Given data:

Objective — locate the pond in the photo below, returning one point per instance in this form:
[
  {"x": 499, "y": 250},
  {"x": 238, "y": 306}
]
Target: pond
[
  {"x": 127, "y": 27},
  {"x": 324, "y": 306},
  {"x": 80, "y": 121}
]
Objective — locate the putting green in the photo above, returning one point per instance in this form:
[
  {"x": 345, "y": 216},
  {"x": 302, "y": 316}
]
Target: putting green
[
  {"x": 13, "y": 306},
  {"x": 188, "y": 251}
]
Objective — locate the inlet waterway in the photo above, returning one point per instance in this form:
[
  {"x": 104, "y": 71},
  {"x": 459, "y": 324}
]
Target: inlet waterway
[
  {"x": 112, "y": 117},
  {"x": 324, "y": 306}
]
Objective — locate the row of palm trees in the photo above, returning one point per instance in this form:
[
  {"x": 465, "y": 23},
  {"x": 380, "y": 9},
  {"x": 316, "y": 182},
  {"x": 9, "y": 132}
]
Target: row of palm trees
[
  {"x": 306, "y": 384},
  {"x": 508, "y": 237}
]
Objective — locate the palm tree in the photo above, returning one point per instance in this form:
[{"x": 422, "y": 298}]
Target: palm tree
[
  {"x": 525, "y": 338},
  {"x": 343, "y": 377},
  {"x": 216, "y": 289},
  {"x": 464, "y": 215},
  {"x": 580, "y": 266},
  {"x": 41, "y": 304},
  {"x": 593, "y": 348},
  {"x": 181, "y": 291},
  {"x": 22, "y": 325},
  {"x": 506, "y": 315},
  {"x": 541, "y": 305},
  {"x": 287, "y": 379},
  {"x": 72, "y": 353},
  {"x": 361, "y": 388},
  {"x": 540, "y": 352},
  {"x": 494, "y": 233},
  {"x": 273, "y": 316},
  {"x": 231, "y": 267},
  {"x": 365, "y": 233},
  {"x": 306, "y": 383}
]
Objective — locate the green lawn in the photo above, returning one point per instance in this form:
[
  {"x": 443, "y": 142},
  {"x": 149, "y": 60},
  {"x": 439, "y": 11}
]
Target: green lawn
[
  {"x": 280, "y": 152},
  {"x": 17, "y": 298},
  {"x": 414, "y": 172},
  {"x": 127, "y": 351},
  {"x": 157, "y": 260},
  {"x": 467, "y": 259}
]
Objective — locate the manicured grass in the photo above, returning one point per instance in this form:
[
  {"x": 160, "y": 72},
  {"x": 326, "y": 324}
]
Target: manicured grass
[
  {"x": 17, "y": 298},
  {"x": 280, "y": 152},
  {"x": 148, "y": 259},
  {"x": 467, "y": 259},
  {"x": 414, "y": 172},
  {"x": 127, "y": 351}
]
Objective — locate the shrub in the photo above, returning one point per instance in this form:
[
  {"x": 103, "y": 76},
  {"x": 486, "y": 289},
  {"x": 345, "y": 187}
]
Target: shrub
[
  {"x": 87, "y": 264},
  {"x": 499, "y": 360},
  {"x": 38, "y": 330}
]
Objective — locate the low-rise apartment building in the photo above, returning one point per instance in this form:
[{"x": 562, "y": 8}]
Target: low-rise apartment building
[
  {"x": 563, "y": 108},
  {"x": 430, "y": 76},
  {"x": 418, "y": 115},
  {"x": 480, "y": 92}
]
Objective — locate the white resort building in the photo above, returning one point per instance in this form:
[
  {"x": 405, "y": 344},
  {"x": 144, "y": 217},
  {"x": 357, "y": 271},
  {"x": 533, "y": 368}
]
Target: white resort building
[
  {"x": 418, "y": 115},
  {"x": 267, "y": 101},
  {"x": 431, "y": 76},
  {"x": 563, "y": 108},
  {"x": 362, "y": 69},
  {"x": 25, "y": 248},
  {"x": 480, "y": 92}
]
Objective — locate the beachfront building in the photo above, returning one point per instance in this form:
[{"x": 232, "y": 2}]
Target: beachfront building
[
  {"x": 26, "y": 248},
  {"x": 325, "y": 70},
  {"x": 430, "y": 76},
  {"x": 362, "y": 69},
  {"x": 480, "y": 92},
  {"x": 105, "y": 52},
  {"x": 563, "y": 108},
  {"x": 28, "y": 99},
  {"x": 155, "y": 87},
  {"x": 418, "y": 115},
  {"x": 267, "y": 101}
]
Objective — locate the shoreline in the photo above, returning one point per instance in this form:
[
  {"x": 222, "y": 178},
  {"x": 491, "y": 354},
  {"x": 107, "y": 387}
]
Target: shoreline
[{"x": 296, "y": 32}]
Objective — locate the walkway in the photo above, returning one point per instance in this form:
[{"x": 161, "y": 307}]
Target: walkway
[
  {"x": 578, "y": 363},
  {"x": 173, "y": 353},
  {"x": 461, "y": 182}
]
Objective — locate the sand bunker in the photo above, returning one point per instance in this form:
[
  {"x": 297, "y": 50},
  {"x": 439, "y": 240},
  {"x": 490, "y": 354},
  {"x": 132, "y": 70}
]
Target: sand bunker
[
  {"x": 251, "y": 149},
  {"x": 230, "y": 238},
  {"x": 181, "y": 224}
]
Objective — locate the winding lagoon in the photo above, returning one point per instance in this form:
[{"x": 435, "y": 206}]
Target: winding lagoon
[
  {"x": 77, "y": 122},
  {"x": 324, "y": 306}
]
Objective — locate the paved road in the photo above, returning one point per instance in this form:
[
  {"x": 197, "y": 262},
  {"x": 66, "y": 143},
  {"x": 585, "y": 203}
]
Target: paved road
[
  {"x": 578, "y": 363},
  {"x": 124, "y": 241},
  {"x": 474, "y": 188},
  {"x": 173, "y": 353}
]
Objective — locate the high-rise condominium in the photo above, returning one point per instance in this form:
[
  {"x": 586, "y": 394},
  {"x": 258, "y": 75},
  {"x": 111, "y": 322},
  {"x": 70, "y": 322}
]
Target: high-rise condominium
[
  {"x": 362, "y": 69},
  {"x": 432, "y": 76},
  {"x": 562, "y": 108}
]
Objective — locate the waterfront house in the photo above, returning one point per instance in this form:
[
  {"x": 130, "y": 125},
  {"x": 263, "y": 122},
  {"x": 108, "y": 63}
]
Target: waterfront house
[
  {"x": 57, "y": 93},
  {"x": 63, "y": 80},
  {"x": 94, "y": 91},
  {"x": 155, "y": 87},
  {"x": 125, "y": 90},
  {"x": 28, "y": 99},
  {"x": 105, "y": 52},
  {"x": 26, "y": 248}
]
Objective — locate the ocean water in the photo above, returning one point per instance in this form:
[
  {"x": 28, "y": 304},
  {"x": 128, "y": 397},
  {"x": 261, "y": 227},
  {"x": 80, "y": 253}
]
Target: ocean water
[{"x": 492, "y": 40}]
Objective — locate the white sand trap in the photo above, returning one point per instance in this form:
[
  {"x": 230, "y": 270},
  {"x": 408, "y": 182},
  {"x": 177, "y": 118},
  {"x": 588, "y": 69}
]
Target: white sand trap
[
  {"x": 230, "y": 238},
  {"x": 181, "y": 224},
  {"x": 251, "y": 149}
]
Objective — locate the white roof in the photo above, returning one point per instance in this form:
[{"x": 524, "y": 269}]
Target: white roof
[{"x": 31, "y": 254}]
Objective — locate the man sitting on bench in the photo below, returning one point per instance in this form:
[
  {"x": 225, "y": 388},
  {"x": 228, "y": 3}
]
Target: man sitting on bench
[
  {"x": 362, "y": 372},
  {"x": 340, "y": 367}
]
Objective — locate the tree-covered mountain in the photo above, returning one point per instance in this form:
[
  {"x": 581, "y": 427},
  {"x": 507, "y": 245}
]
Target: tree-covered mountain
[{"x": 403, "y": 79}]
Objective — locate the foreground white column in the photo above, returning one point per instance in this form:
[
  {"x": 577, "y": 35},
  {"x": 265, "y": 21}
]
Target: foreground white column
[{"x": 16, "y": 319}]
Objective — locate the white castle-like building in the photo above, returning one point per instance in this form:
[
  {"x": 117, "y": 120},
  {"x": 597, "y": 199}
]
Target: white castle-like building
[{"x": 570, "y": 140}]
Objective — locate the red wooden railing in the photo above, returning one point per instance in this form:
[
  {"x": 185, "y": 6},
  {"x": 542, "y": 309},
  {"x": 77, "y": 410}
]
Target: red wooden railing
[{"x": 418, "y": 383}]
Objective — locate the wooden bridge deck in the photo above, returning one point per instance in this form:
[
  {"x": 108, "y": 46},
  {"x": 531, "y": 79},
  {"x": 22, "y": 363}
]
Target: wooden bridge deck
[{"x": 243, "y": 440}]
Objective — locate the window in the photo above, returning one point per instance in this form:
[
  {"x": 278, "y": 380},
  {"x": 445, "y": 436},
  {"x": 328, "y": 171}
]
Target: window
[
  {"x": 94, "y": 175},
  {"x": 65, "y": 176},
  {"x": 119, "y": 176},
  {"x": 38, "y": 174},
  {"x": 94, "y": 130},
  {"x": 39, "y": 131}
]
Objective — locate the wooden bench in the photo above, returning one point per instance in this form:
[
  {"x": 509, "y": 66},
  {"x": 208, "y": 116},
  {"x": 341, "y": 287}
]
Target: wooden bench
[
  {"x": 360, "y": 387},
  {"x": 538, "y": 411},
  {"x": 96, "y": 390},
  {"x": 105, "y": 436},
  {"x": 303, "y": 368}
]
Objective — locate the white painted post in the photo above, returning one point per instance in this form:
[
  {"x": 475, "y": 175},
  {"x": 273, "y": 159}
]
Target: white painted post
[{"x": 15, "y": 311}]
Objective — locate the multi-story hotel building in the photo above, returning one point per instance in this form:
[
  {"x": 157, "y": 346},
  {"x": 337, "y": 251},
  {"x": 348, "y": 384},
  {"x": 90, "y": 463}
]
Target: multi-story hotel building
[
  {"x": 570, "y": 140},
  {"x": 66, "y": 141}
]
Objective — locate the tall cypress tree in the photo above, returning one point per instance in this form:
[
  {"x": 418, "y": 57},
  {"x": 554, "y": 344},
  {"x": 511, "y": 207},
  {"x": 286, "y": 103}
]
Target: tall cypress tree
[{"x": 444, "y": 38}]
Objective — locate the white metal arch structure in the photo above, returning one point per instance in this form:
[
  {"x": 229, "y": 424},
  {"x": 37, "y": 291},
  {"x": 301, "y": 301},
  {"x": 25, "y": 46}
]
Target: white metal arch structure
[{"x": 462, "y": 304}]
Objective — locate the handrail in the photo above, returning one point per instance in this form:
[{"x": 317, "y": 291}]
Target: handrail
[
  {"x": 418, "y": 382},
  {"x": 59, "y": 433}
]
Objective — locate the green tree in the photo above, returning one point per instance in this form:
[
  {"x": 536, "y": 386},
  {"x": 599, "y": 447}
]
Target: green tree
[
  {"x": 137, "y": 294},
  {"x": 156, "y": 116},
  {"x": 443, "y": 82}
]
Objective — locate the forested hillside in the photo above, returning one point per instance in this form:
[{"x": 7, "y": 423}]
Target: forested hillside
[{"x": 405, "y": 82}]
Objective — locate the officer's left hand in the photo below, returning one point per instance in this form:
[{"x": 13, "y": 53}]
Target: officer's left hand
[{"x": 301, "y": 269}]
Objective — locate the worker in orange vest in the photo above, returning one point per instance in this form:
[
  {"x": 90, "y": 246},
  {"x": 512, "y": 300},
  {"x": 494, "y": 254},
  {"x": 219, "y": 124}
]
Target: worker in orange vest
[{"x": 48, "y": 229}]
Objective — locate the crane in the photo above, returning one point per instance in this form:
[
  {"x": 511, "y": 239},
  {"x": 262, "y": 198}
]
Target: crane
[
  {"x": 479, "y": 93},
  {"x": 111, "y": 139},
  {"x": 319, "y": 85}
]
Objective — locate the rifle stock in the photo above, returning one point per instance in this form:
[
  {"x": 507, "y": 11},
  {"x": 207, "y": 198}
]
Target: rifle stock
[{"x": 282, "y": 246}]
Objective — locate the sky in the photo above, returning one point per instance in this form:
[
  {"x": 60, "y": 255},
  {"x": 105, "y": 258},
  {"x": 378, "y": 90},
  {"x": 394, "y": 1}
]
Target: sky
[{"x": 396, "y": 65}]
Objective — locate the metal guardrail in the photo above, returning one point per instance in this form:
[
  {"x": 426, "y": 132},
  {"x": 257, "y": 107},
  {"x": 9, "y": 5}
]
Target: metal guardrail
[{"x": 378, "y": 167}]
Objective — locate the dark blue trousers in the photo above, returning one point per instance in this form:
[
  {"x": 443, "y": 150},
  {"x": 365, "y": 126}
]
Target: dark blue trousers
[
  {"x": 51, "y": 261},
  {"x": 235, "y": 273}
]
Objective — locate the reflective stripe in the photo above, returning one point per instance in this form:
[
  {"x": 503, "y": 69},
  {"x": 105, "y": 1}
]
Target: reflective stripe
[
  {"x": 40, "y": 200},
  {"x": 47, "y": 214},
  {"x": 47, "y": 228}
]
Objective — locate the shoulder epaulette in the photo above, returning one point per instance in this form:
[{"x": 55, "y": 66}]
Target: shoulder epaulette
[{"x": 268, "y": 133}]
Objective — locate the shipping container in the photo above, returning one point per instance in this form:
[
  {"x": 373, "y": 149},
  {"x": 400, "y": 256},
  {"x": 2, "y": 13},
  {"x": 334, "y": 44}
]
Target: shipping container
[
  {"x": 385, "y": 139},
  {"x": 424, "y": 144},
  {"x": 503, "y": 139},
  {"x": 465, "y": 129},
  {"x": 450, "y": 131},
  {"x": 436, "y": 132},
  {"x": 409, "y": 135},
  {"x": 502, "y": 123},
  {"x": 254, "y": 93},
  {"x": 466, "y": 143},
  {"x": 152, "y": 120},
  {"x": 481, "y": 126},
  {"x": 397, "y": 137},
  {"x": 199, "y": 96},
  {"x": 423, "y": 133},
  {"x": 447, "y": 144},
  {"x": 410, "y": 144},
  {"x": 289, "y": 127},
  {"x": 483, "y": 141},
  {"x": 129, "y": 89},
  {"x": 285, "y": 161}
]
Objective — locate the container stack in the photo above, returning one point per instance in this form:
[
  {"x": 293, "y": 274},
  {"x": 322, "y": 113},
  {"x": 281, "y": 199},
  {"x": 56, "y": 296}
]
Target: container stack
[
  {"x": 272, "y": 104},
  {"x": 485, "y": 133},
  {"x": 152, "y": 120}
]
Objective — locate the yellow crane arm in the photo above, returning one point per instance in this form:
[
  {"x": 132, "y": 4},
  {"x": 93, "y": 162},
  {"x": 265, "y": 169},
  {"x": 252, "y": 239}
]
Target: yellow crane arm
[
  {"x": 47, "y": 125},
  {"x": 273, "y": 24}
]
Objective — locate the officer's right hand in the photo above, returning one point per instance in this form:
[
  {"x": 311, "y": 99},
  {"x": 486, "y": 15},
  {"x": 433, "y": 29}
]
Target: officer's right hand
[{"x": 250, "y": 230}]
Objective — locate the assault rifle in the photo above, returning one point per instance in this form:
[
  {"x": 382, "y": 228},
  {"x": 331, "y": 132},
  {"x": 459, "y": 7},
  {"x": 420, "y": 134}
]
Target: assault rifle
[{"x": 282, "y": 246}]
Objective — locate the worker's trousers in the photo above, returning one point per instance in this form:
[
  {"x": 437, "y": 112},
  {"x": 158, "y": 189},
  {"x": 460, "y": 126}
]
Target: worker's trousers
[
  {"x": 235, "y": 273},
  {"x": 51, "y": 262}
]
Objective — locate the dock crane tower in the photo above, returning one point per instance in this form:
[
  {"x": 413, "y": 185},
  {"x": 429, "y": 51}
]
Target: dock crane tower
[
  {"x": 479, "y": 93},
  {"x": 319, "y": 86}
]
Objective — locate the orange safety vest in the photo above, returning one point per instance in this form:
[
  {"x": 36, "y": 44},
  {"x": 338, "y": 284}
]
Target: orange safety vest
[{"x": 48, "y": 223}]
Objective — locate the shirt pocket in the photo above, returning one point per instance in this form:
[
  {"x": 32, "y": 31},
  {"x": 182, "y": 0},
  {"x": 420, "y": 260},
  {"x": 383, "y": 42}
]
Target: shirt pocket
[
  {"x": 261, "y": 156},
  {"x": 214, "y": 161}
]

Requirement: Beginning at the line that contains "Objective — locate the officer's right", retype each line of the listing up to and including the last one, exactly as it stands, and nothing else.

Task answer:
Objective — locate the officer's right hand in the photo above, returning one point per instance in this form:
[
  {"x": 311, "y": 99},
  {"x": 486, "y": 15},
  {"x": 433, "y": 29}
]
Target: officer's right hand
[{"x": 250, "y": 230}]
Objective — locate the assault rifle in the photo above, returning one point per instance in this form:
[
  {"x": 382, "y": 228},
  {"x": 331, "y": 132},
  {"x": 459, "y": 7},
  {"x": 420, "y": 134}
]
Target: assault rifle
[{"x": 282, "y": 246}]
Objective — locate the worker's trousers in the photo above, returning one point per instance in this form:
[
  {"x": 437, "y": 112},
  {"x": 158, "y": 189},
  {"x": 460, "y": 126}
]
Target: worker's trousers
[
  {"x": 235, "y": 273},
  {"x": 51, "y": 262}
]
Objective — locate the dock crane tower in the photo above, returning one point per instance in this form:
[
  {"x": 413, "y": 185},
  {"x": 429, "y": 51}
]
Target: dock crane tower
[
  {"x": 479, "y": 93},
  {"x": 319, "y": 86}
]
Objective — locate the orange safety vest in the photo above, returning one point per instance in this form:
[
  {"x": 36, "y": 44},
  {"x": 338, "y": 284}
]
Target: orange safety vest
[{"x": 48, "y": 223}]
Objective — locate the shirt pocket in the photo above, returning one point per instance in this form:
[
  {"x": 32, "y": 31},
  {"x": 182, "y": 0},
  {"x": 420, "y": 260},
  {"x": 383, "y": 42}
]
Target: shirt pocket
[
  {"x": 261, "y": 156},
  {"x": 214, "y": 161}
]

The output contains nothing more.